• Try it
According to the Murmur events and observability page, which emitter is the always-on default?

═══ Document excerpt

Events & observability¶
Every spawn, tool call, and completion in Murmur flows through a typed
RuntimeEvent envelope. Emitters are swappable and composable —
LogEventEmitter is the always-on default, and you layer on
SSEEventEmitter, MultiEventEmitter, or BrokerEventBridge as the
deployment requires.
RuntimeEvent¶
from murmur.events import RuntimeEvent, EventType
class RuntimeEvent(BaseModel):
model_config = ConfigDict(frozen=True)
event_type: EventType
timestamp: datetime
agent_name: str
task_id: str | None
trace_id: str
parent_trace_id: str | None
payload: Mapping[str, object]
trace_id is the same value TaskSpec.request_id carries — Murmur
doesn't introduce a separate ID for events. parent_trace_id stays
None until cascading-spawn machinery ships.
This affects the spawn_agents
tool: each child fired by the orchestrator's LLM emits the standard
AGENT_SPAWNED / AGENT_COMPLETED (or _FAILED) pair, but children
appear as independent top-level runs in the event stream — there's
no parent-pointer back to the orchestrator's trace_id yet. Observers
correlate by timing + agent_name until the cascading-spawn graph
surfaces.
EventType¶
class EventType(StrEnum):
AGENT_SPAWNED = "agent_spawned"
AGENT_DISPATCHED = "agent_dispatched"
AGENT_COMPLETED = "agent_completed"
AGENT_FAILED = "agent_failed"
TOOL_CALL_STARTED = "tool_call_started"
TOOL_CALL_COMPLETED = "tool_call_completed"

══════
═══ Data supplied

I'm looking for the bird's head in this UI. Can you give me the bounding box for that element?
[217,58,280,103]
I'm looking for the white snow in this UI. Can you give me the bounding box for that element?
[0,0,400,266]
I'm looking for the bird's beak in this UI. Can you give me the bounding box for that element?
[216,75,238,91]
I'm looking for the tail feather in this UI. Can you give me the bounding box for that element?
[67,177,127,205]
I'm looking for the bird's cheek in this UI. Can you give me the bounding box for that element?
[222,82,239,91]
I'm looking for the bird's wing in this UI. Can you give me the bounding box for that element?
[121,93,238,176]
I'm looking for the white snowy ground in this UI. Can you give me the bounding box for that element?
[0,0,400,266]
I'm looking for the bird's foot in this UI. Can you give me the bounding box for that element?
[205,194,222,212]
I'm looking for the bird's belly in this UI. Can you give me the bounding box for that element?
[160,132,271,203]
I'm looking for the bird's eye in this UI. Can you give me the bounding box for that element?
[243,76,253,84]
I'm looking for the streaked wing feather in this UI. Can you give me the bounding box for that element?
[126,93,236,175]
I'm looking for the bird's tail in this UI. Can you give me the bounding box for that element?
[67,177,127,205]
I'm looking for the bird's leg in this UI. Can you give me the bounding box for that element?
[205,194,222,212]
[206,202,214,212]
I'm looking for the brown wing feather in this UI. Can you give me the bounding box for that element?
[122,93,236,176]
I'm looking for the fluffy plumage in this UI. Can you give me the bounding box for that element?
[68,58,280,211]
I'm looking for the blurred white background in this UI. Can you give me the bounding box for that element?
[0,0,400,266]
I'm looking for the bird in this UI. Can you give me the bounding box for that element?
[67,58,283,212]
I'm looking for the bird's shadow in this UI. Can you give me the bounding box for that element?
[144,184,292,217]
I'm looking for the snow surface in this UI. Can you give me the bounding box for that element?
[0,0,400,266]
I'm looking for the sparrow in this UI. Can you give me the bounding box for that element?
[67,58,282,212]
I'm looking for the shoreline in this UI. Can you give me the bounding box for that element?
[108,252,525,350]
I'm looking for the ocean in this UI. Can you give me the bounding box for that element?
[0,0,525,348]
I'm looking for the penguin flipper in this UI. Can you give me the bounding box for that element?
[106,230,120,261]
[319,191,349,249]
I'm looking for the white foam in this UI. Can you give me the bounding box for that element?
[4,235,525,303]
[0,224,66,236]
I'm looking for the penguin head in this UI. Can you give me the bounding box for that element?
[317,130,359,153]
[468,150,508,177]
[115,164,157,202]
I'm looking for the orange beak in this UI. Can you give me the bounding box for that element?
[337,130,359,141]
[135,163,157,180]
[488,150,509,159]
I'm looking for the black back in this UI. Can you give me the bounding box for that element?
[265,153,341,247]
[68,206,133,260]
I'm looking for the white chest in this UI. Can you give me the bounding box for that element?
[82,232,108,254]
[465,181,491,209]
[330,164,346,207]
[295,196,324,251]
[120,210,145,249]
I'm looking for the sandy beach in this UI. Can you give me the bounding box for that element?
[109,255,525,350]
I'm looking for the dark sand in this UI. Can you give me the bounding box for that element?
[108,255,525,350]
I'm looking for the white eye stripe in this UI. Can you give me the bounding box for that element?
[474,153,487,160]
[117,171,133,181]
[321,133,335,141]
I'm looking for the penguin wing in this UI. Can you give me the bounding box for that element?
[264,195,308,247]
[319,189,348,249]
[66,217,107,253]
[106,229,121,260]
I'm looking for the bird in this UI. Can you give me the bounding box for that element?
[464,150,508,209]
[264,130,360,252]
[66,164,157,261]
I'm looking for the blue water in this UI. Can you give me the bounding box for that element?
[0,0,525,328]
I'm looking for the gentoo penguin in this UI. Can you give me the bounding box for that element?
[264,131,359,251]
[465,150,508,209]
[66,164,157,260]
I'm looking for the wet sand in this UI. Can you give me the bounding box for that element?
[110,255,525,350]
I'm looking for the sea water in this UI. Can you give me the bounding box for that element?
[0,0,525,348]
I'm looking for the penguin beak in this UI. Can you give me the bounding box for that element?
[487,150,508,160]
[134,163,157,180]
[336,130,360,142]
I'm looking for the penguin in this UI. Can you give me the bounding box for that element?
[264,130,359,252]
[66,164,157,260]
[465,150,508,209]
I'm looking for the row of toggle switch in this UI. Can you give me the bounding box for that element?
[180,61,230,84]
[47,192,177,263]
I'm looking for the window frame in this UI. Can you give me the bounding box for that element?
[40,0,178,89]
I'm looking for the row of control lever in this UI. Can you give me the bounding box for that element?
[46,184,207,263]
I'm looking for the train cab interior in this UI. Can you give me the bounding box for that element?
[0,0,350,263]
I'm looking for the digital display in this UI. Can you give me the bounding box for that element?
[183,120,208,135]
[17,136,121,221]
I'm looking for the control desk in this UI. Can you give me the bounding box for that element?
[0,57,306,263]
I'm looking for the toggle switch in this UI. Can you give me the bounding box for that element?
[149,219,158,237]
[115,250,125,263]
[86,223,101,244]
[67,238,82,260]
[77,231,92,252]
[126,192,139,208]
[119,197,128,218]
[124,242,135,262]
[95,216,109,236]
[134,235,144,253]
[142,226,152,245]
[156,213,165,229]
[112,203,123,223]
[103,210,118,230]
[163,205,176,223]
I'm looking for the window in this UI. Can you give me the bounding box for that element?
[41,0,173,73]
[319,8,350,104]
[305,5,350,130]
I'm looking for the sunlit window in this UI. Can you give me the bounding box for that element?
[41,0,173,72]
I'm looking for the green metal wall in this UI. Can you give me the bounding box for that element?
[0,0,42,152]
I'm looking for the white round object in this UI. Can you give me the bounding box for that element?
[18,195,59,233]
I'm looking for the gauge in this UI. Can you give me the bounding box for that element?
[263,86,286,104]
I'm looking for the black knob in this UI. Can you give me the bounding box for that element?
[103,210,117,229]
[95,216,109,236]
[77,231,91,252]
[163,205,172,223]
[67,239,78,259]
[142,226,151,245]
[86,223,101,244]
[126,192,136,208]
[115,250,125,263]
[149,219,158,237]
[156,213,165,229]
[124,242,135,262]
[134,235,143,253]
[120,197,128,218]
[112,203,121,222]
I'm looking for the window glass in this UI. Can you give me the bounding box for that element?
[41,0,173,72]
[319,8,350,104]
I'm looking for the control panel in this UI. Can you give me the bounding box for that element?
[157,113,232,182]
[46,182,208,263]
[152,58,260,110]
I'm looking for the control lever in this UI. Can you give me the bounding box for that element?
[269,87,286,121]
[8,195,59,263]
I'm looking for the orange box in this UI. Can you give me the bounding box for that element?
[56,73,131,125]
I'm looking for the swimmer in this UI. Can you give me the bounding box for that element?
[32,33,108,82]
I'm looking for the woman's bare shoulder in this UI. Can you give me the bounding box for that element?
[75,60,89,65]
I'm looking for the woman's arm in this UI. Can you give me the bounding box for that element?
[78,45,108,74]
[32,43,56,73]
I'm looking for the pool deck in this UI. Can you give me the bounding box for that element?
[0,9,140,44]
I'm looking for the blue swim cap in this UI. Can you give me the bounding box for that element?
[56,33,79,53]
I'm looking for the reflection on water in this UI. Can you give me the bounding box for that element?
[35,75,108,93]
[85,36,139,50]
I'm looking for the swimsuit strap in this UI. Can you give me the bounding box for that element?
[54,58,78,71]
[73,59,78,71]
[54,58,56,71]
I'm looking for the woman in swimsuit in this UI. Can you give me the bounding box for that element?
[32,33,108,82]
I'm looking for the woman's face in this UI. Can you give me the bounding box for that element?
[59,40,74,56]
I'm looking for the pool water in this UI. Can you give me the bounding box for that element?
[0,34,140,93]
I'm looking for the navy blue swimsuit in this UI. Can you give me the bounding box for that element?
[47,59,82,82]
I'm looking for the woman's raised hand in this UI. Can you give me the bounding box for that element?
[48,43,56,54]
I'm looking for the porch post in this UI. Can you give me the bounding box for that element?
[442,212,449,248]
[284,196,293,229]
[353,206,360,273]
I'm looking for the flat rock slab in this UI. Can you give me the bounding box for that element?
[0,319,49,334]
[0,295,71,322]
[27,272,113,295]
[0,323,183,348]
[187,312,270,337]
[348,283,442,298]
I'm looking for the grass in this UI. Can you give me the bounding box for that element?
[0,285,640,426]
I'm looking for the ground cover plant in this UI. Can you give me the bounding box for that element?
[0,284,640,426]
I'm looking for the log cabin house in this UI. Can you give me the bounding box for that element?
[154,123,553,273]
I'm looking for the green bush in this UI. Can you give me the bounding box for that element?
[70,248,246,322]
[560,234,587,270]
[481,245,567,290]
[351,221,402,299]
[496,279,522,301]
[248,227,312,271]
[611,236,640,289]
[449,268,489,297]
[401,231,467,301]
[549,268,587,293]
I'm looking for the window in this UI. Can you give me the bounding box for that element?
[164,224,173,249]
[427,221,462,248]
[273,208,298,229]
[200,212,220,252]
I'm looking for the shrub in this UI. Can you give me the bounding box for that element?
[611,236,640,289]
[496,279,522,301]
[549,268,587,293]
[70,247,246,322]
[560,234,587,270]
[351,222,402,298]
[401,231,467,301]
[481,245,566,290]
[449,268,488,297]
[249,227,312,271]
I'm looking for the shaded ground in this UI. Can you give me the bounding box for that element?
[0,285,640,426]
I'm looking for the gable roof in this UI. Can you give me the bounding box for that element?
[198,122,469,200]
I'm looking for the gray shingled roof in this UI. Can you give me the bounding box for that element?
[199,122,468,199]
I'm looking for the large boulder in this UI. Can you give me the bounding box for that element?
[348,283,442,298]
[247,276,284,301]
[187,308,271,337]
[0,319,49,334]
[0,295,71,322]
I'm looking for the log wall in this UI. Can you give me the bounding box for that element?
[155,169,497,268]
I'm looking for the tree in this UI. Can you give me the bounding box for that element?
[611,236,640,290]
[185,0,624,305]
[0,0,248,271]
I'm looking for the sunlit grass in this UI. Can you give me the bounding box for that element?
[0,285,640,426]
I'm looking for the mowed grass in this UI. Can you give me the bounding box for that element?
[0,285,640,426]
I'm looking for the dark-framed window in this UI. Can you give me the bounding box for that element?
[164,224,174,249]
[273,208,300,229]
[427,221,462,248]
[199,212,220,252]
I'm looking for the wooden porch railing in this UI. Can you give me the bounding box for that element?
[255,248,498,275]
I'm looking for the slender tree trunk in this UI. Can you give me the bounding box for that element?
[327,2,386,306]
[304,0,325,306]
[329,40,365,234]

══════

• Solved problem
LogEventEmitter